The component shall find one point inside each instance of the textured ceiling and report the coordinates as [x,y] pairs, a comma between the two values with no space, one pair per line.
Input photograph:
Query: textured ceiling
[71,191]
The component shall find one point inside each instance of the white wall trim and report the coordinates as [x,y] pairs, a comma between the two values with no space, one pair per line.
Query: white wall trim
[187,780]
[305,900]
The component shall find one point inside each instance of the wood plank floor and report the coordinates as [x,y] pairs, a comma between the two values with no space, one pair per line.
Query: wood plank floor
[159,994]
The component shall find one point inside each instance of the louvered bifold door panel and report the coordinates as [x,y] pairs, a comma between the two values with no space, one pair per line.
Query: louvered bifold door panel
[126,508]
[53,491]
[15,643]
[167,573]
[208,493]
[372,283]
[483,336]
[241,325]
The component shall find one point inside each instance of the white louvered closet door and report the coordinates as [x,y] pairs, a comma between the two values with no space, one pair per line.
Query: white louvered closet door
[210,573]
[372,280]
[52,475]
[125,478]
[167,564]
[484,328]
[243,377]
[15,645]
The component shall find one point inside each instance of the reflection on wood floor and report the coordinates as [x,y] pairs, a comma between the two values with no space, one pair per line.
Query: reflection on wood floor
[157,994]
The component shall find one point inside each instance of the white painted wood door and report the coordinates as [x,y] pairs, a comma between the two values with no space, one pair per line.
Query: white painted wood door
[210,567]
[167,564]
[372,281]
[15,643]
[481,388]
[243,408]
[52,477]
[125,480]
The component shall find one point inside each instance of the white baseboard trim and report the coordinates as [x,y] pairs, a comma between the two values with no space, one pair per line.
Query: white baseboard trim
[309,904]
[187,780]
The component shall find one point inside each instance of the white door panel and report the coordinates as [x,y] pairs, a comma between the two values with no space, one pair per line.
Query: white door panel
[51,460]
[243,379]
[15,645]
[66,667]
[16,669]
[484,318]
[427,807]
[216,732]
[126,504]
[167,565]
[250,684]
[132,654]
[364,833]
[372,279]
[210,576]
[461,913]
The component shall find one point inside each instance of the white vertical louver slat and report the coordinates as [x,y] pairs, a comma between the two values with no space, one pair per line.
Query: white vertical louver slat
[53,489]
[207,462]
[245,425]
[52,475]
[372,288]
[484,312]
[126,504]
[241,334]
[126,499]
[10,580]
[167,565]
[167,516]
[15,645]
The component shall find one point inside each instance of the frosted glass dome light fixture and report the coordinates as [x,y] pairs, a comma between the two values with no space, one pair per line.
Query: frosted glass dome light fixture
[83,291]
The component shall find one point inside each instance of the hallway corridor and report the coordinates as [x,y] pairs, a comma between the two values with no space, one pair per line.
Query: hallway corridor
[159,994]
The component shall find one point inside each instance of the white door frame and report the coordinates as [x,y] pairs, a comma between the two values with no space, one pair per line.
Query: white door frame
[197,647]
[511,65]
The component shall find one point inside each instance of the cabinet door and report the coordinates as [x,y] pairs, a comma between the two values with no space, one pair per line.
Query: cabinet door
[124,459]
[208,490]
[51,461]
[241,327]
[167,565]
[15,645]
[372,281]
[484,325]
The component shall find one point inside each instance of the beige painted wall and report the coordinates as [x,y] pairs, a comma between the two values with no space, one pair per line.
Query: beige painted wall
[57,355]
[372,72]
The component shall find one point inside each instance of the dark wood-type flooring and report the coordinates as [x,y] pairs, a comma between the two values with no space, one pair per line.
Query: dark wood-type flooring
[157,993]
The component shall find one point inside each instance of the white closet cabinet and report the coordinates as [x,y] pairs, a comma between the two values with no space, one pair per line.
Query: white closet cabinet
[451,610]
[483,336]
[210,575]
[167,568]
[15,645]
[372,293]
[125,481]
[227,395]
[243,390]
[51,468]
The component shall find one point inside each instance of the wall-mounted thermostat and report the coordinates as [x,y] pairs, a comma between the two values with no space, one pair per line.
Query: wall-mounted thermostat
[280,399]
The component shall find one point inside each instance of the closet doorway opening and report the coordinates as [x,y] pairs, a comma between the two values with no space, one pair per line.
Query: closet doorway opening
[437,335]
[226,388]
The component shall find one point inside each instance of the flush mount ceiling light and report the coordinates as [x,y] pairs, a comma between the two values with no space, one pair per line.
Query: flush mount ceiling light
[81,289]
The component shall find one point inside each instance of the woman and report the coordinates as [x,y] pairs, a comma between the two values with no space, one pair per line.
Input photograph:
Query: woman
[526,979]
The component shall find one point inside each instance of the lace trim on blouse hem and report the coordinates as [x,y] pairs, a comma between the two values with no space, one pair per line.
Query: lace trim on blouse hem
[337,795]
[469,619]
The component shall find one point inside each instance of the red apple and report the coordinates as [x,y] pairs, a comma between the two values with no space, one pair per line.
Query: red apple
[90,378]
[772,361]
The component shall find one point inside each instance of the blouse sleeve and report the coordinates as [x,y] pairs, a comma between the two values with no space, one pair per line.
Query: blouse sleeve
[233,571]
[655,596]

■ ■ ■

» PROBLEM DESCRIPTION
Output every record above exactly as it appears.

» FULL RESPONSE
The component shall find one point inside each instance of the textured ceiling and report the coordinates as [x,y] pairs, a comma between the two values with no space, one pair per line.
Input photograph:
Query: textured ceiling
[71,191]
The component shall find one point inside each instance of the white wall trim and report the coordinates as [x,y] pairs, a comma between the two values with no space, one pair per line.
Query: white wall trim
[187,780]
[305,900]
The component shall find one point inside each instance of the wood plank floor and report the coordinates as [x,y] pairs, a comma between the two values with no space, one pair per line.
Query: wood plank floor
[159,994]
The component shall find one point inside each instance of the louvered bifold door panel and report the coordinates as [x,y] pairs, a comma between the two values with no space, one pair per line.
Query: louvered bifold door panel
[126,508]
[53,491]
[15,643]
[167,573]
[208,493]
[372,283]
[483,336]
[241,325]
The component shall find one point inside each instance of the white louvered closet door and report the coordinates as [x,y] pairs, a comma between the two values with no space, one pair per line.
Query: white louvered closet door
[210,573]
[372,280]
[52,475]
[125,478]
[167,564]
[484,328]
[243,377]
[15,645]
The component shall find one point inside each instance of the reflection on wood floor and report the coordinates as [x,y] pairs, a comma between the two values with no space, one pair per line.
Query: reflection on wood floor
[157,994]
The component shall find one point inside each instance of the white painted wood door and report the coordinates as [x,y] pairs, a comma between the two values with no space, one pair per line.
Query: white painted wood door
[210,567]
[167,564]
[372,281]
[15,643]
[481,388]
[243,408]
[52,477]
[125,480]
The component shall find one point inside each instance of the white baseboard trim and report the coordinates as [x,y] pairs, a comma between the two values with no space, one pair per line.
Query: white baseboard trim
[309,904]
[187,780]
The component shall find one point inside each instance of the white door panel and report the coordinates as [x,y] pairs, a comma between the two values with no space, one pair per line.
Query: white door panel
[51,460]
[243,379]
[15,645]
[66,667]
[16,669]
[484,318]
[427,807]
[216,732]
[126,504]
[167,565]
[250,684]
[132,654]
[364,833]
[372,279]
[210,576]
[461,913]
The component shall find one point inside each instance of the white vertical louver slat and report the coordinates as [x,y] pairs, a comma between the two values with no space, one pair per line.
Query: white vertical louver slat
[53,489]
[207,462]
[245,425]
[52,475]
[372,288]
[484,312]
[126,504]
[241,334]
[126,499]
[10,580]
[167,565]
[167,516]
[15,645]
The component shall find one point inside each instance of the frosted glass dome light fixture and report the coordinates as [x,y] pairs, a comma between the two values with no space, one pair per line.
Query: frosted glass dome light fixture
[83,291]
The component shall find one point inside each instance of the hallway corridor and report the coordinates as [x,y] pairs, a comma between the two values with no space, one pair per line.
Query: hallway corridor
[159,994]
The component shall find one point inside each instance of the white door frame and report the coordinates as [x,y] pairs, a comma between the two values with no space, one pair per line.
Query: white door frame
[197,647]
[511,65]
The component shall find one point inside each instance of the cabinet door and report the coordinates as [x,y] pairs, a comma between the two values with no space, one pair per line.
Query: cabinet door
[124,459]
[208,490]
[51,461]
[241,327]
[167,565]
[15,645]
[372,281]
[484,325]
The component shall find one point inside each instance of the beige painted wall and report the coordinates as [x,y] pairs, a comma between the two values with no space, one pair per line.
Query: beige painted wall
[57,355]
[372,72]
The component shall find one point inside each instance of the dark wood-type flooring and report the coordinates as [x,y] pairs, a comma between the two values with no space, one pair per line.
Query: dark wood-type flooring
[157,993]
The component shall find one point inside each instance of the white closet cabinet and report the coordinates as [x,y] pairs, a comma between the two values with no space, one pair per line.
Query: white closet cabinet
[451,610]
[483,336]
[210,575]
[167,568]
[15,645]
[372,293]
[125,481]
[227,395]
[243,390]
[51,468]
The component shall find one point inside each instance of the wall-mounted thermostat and report the coordinates as [x,y] pairs, a comma between the two values with no space, one pair per line.
Query: wall-mounted thermostat
[280,399]
The component shall find one point inside each instance of the closet doorway opening and report the coordinates as [x,y] pairs, a comma between the two values with no space, one pair per line.
Query: closet doorway opening
[437,335]
[226,388]
The component shall find one point inside each instance of the flush mount ceiling light and report the coordinates as [x,y] pairs, a comma between the two values with no space, one pair per line.
Query: flush mount ceiling light
[81,289]
The component shall find one point inside each instance of the woman and report the coordinates as [x,y] pairs, a comma between the two values with no space, one pair per line.
Input photograph:
Query: woman
[526,979]
The component shall find one point inside each instance of the lace trim on blouse hem and report the coordinates as [x,y] pairs, a comma between the two values with no space, one pair per line.
Query: lace trim on blouse hem
[337,795]
[469,619]
The component shall find one point inside each instance of the red apple and report the coordinates as [x,y] pairs, a comma between the two values with no space, one pair per line.
Query: red apple
[90,378]
[772,361]
The component shall find one point inside each instance of the blouse sleeve and report the coordinates as [x,y] pairs, a comma between the two values with no space, one pair per line.
Query: blouse sleeve
[233,571]
[655,596]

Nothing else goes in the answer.